══ PAGE ══

Skip to main content
You have permission to edit this article.
Edit
Sen. Deb Fischer calls for Trump to step aside as Nebraska Republicans decry candidate's remarks

Sen. Deb Fischer calls for Trump to step aside as Nebraska Republicans decry candidate's remarks

  • Updated
  • 0
{{featured_button_text}}

U.S. Sen. Deb Fischer of Nebraska steadfastly stood by Donald Trump all summer, defending him against critics and arguing he was far better than Democrat Hillary Clinton.

On Saturday, Fischer had enough.

Fischer joined U.S. Sen. Ben Sasse of Nebraska and about two dozen other GOP members of Congress over the weekend to denounce her party’s presidential nominee and call for Trump to step aside after the release of a lewd, trash-talking Trump tape.

It had to be a sweet moment for Sasse, an original member of the anti-Trump movement. He was praised in some quarters Saturday for his early — and sometimes lonely — opposition to Trump.

Sasse argued Saturday that Trump could not win and needed to bow out. “He can still make an honorable move,” Sasse wrote on Twitter. “Step aside & let Mike Pence try.”

[Republican VP candidate Mike Pence is coming to Omaha on Tuesday]

Fischer agreed with Sasse that Trump could help his party by getting off its presidential ticket. “The comments made by Mr. Trump were disgusting and totally unacceptable under any circumstance. It would be wise for him to step aside and allow Mike Pence to serve as our party’s nominee,” Fischer said.

The state’s two Republican congressmen, Reps. Jeff Fortenberry of Omaha and Adrian Smith of Gering, also condemned Trump’s comments. Fortenberry called on Trump to step aside, while Smith argued Trump should step down if he could not “restore confidence” in his candidacy. (Smith did not say how or when he would determine if Trump had achieved that goal.)

═══

» REQUIRED WORK
A) Reproduce the article on Nebraska Republicans and Trump verbatim from "Skip to main" to "Fischer had enough.".
B) Write the next part of the news article about Deb Fischer and Trump, picking up after its last sentence.

══ RAW DATA ══

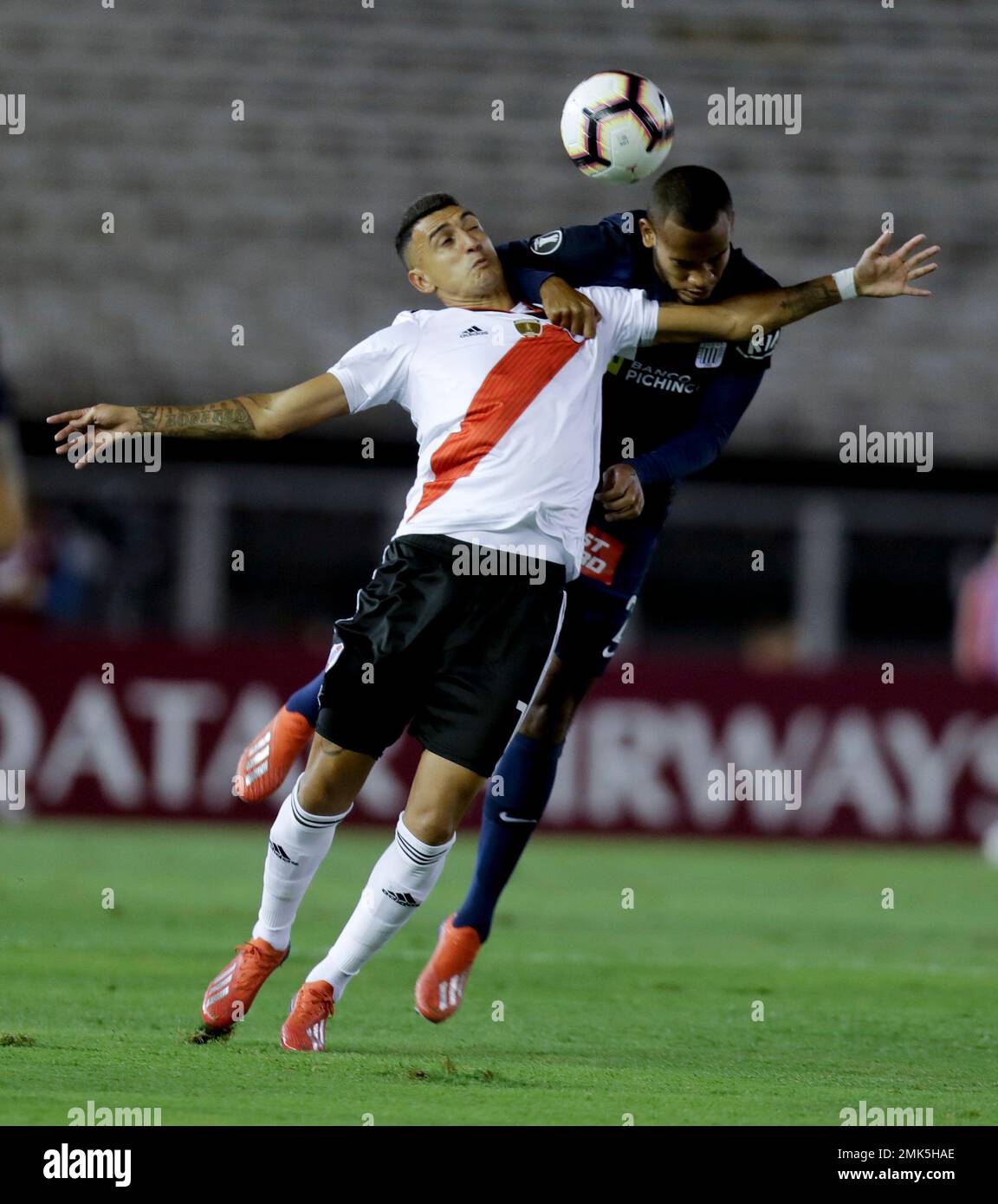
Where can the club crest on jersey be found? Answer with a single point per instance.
(759, 348)
(547, 243)
(710, 355)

═══

» RESULTS BY TASK
A)
Skip to main content
You have permission to edit this article.
Edit
Sen. Deb Fischer calls for Trump to step aside as Nebraska Republicans decry candidate's remarks

Sen. Deb Fischer calls for Trump to step aside as Nebraska Republicans decry candidate's remarks

  • Updated
  • 0
{{featured_button_text}}

U.S. Sen. Deb Fischer of Nebraska steadfastly stood by Donald Trump all summer, defending him against critics and arguing he was far better than Democrat Hillary Clinton.

On Saturday, Fischer had enough.

B)
Nebraska Gov. Pete Ricketts and Omaha Mayor Jean Stothert also denounced Trump’s comments but did not call for him to get out. Instead, Ricketts said he would no longer consider even donating cash to Trump, while Stothert said she may or may not be able to vote for the New Yorker in November.

Finally, Papillion congressional candidate Don Bacon urged Trump to withdraw. However, Bacon refused to rule out the possibility that he would vote for Trump in November if the Republican remained on the ticket. “I’m grappling with it because I believe Hillary Clinton is not the right person. I’m in a quandary. I hope he steps down and does the right thing,” said the retired brigadier general.

Bacon is running against Democrat Brad Ashford in the Omaha-based 2nd Congressional District. Ashford has endorsed Clinton and condemned Trump for his recent remarks.

Fischer’s decision to repudiate Trump came as somewhat of a surprise Saturday. She has staunchly backed Trump since he sewed up the nomination this spring, cheering him on at the Republican National Convention in Cleveland. She also stood up for him at the State Republican Convention in Omaha, where Sasse took heat from party officials for his anti-Trump views.

Sasse opposed Trump from nearly the beginning, becoming a leader of the de facto Never Trump Movement before the Iowa caucuses in February.

Sasse has earned accolades from some national political figures for his stance, while facing stiff opposition from some Republicans back home. At least one person on the national front Saturday argued that Sasse deserved praise amid the GOP presidential crisis.

If more Republicans had listened to Sasse and opposed Trump from the beginning, the party would not be facing its historic presidential woes, said Larry Sabato, a political scientist at the University of Virginia.

“You have to give special credit to people like your Sen. Sasse. He was way out front on this and took a lot of abuse, but he clearly did the right thing,” Sabato said.

Of course, there are still plenty of Trump supporters who will continue to rally around their candidate and for whom opposition from elected GOP officials will only serve to stiffen their support for Trump, the anti-establishment candidate.

Sabato argued that such hard-core Trump supporters pose political risks for candidates like Bacon, who are running tough races in swing districts.

“Most politicians act in their own interest. If they’re coming out against Trump, they think it is in their best interest, except you don’t know how many Trump supporters you are losing,” Sabato said.

Bacon said he was thinking about his party’s future when he decided to cut ties with Trump. He said he genuinely believes Clinton will win if Trump stays in the race.

“It’s painful, because I know there are good people who support him, but I think in the end I’m trying to do the right thing,” Bacon said.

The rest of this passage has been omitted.